Locate each line of the entries below that contains the word "spout" and copy those lines out, matching case.

BEGIN Material to process

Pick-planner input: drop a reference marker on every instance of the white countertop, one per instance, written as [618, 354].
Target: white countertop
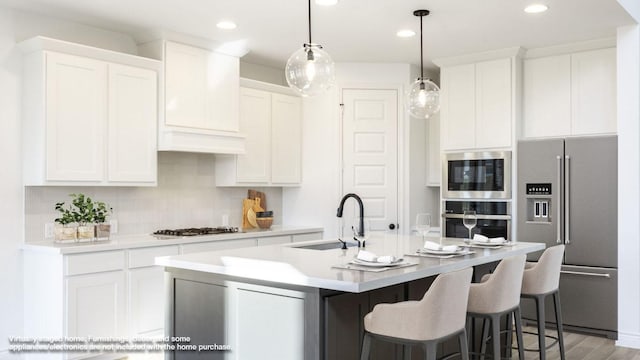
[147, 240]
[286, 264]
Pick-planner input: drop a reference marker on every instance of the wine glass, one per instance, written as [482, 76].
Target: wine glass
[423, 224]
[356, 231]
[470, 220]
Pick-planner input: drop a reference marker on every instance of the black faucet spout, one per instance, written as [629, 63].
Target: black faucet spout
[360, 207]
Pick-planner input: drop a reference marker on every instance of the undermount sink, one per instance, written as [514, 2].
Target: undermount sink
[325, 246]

END Material to process
BEGIN Material to process

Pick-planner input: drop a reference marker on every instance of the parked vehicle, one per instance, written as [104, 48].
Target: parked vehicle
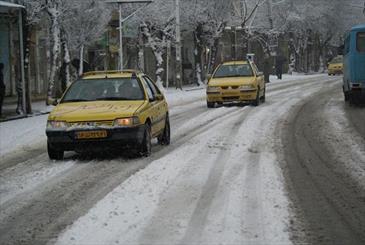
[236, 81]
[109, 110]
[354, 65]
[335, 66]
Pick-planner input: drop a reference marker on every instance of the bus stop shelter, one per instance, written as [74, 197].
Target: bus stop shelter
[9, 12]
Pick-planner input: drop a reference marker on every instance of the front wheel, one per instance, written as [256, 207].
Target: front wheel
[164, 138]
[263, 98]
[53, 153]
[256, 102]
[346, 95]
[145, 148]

END Material to process

- _Worked solution_:
Pick-planner input: drop a reference marker on every instance of the black faucet spout, one per instance, written as [629, 63].
Target: black faucet spout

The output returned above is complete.